[begin GIVEN TEXT]

Latest revision as of 11:41, 5 November 2024

Problem

Which of the following expressions is never a prime number when $p$ is a prime number?

$\textbf{(A) } p^2+16 \qquad \textbf{(B) } p^2+24 \qquad \textbf{(C) } p^2+26 \qquad \textbf{(D) } p^2+46 \qquad \textbf{(E) } p^2+96$

Solution

Solution 1

Each expression is in the form $p^2 + n$.

All prime numbers are of the form $6k \pm 1$, AKA they are congruent to $\pm1 \pmod{6}$. We can utilize this nicely to check for what we are looking for. If the expression is a prime, then


$p^2 + n \equiv \pm1 \pmod{6}$

$\Rightarrow (\pm1)^2 + n \equiv \pm1 \pmod{6}$

$\Rightarrow 1 + n \equiv \pm1 \pmod{6}$

$\Rightarrow n \equiv (\pm1) - 1 \pmod{6}$

$\Rightarrow n \equiv (1$ $or$ $-1) - 1 \pmod{6}$

$\Rightarrow n \equiv 0$ $or$ $-2 \pmod{6}$


Now, just check for $n$ in each option using this condition to check whether its prime or not.

\[(A)\ n = 16; prime\] \[(B)\ n = 24; prime\] \[(C)\ n = 26; not\ prime\] \[(D)\ n = 46; prime\] \[(E)\ n = 96; prime\]

Therefore, the answer is $\boxed{\textbf{(C) } p^2 + 26}$.

[end GIVEN TEXT]
[begin DATASET EXCERPT]

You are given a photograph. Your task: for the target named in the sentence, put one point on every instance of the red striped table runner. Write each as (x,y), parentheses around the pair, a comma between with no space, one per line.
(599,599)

[end DATASET EXCERPT]

STATED PROBLEM – Reproduce, without alteration, the portion of the prime-expression problem text between "Latest revision as" and "form $p^2 + n$.", inclusive.

REPLY TO THE EXERCISE –
Latest revision as of 11:41, 5 November 2024

Problem

Which of the following expressions is never a prime number when $p$ is a prime number?

$\textbf{(A) } p^2+16 \qquad \textbf{(B) } p^2+24 \qquad \textbf{(C) } p^2+26 \qquad \textbf{(D) } p^2+46 \qquad \textbf{(E) } p^2+96$

Solution

Solution 1

Each expression is in the form $p^2 + n$.